# START OF Records supplied
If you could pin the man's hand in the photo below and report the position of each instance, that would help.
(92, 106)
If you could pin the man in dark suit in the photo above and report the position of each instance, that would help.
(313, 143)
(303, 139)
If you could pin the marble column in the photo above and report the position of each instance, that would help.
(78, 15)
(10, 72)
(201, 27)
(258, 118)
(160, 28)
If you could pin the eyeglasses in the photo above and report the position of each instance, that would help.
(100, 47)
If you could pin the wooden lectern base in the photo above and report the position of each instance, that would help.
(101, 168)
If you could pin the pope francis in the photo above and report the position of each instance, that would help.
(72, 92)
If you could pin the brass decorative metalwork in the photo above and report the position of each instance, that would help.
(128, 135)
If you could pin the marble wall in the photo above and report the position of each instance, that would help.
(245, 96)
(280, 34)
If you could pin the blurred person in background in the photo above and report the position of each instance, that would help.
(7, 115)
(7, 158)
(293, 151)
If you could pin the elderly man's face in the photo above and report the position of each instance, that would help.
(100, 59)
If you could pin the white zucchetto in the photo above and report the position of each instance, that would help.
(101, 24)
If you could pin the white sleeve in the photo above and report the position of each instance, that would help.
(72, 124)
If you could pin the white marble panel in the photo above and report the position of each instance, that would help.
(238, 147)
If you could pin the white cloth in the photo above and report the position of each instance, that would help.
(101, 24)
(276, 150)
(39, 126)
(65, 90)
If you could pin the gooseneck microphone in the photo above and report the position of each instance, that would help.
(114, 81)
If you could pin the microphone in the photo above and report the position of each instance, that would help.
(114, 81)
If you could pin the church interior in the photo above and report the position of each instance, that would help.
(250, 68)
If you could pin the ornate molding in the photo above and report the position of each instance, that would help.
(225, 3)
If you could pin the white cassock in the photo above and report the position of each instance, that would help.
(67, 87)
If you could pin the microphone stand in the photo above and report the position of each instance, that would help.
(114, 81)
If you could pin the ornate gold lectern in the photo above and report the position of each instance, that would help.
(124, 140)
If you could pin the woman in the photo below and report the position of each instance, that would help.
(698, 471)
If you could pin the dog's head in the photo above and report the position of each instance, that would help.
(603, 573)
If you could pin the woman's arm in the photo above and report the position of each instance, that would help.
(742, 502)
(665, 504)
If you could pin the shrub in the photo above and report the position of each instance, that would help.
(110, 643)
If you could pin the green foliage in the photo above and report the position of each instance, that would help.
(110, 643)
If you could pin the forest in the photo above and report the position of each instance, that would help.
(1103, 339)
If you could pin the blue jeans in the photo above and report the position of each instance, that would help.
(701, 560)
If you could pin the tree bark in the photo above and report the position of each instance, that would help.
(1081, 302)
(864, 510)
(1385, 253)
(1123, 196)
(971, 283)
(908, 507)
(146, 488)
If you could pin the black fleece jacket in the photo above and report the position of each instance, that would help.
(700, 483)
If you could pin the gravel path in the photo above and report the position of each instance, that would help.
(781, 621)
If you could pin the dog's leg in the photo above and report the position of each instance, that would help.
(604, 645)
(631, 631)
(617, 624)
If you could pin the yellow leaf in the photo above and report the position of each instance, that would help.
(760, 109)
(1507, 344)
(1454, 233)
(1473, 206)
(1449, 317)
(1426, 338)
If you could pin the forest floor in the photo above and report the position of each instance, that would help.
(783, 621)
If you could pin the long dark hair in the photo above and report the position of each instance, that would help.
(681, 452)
# END OF Records supplied
--- Exercise requirements ---
Copy every entry above word for word, with no changes.

--- Exercise answer ---
If you could pin the man's hand in the photo below and report the position of each instance, that would help.
(92, 106)
If you could pin the man in dark suit in the photo above and report the position of each instance, that would help.
(313, 143)
(303, 139)
If you could pin the marble column in the photo above and report the position of each instance, that would help.
(78, 15)
(10, 72)
(201, 27)
(258, 118)
(160, 28)
If you could pin the eyeglasses in the photo above and report the position of each instance, that would help.
(100, 47)
If you could pin the wooden lectern base in the photo above and report the position of each instance, that would help.
(101, 168)
If you could pin the pope francis in the photo above and report the position of each instance, that would help.
(72, 92)
If you could pin the brass decorative metalwork in the photo above and report the position of each instance, that would help.
(128, 135)
If you could pin the marble wall in the photo above and report the position of each instance, that would help.
(245, 96)
(280, 34)
If you could pin the blurred person in background in the photo above and report the position of each instance, that would help.
(7, 115)
(7, 158)
(293, 151)
If you could pin the elderly man's face in the photo above and report the position of each instance, that would help.
(100, 59)
If you could pin the white zucchetto in the photo above and report the position of each instance, that would help.
(101, 24)
If you could pin the white sleeve in the photo above and report the position of each instance, that would help.
(72, 124)
If you could pin the white marble panel in the photo above and report the position of each instance, that would help.
(238, 147)
If you could pin the white cloth in the photo above and report the position of each instance, that would help.
(101, 24)
(276, 150)
(39, 126)
(65, 90)
If you could pin the gooseneck microphone in the photo above and report the position of each instance, that would help.
(114, 81)
If you could pin the microphone in the photo above and report the position of each instance, that would help.
(114, 81)
If you could pin the church interior in the photo above and report the position of each instance, that would help.
(250, 68)
If you could pin the ornate molding in the photo above and report the position of each instance, that would help.
(225, 3)
If you could pin the white cassock in the photo above and report the position of each instance, that would help.
(67, 87)
If you could pin the microphone stand in the photo above and report the position of each instance, that would help.
(114, 81)
If you could pin the ornate gold lectern in the photo above and report the position of each instance, that would help.
(124, 140)
If you could pin the woman in the photo below and report the position of each instance, that would help.
(698, 471)
If you could pin the dog's head in the photo above and report the position of each instance, that would help.
(603, 573)
If you could pin the woman's arm in the photo above and report the position of each instance, that would help.
(742, 502)
(665, 504)
If you could pin the shrub in the photo above and report the position of each instance, that would help.
(110, 643)
If you could pin the green foliage in the photo above and report the position of each instance, that would help.
(110, 643)
If you could pin the forest in the photo above and report the position of each instance, that would help.
(1103, 339)
If you could pin the blue jeans in the photo above and report the position of each instance, that would help.
(701, 560)
If you could pin the tree bark in the photo above and report the position of each instance, that would help.
(1081, 302)
(864, 510)
(1385, 253)
(1123, 196)
(971, 283)
(908, 507)
(146, 488)
If you could pin the black fleece jacket in the photo above and report the position of each instance, that would help.
(700, 483)
If you could pin the gravel path in the photo above and report the position of each instance, that would help.
(781, 621)
If you could pin the dog's leg in the photo above and report the position of each instance, that would help.
(604, 645)
(631, 631)
(617, 624)
If you could pin the yellow leaf in the photo above and report the position of each instance, that would help.
(760, 109)
(1507, 344)
(1454, 233)
(1473, 206)
(1449, 317)
(1426, 338)
If you could pin the forest floor in the photo above and report the position of each instance, that would help.
(783, 621)
If you could pin the long dark hair in the photo above and report the position of each instance, that would help.
(681, 452)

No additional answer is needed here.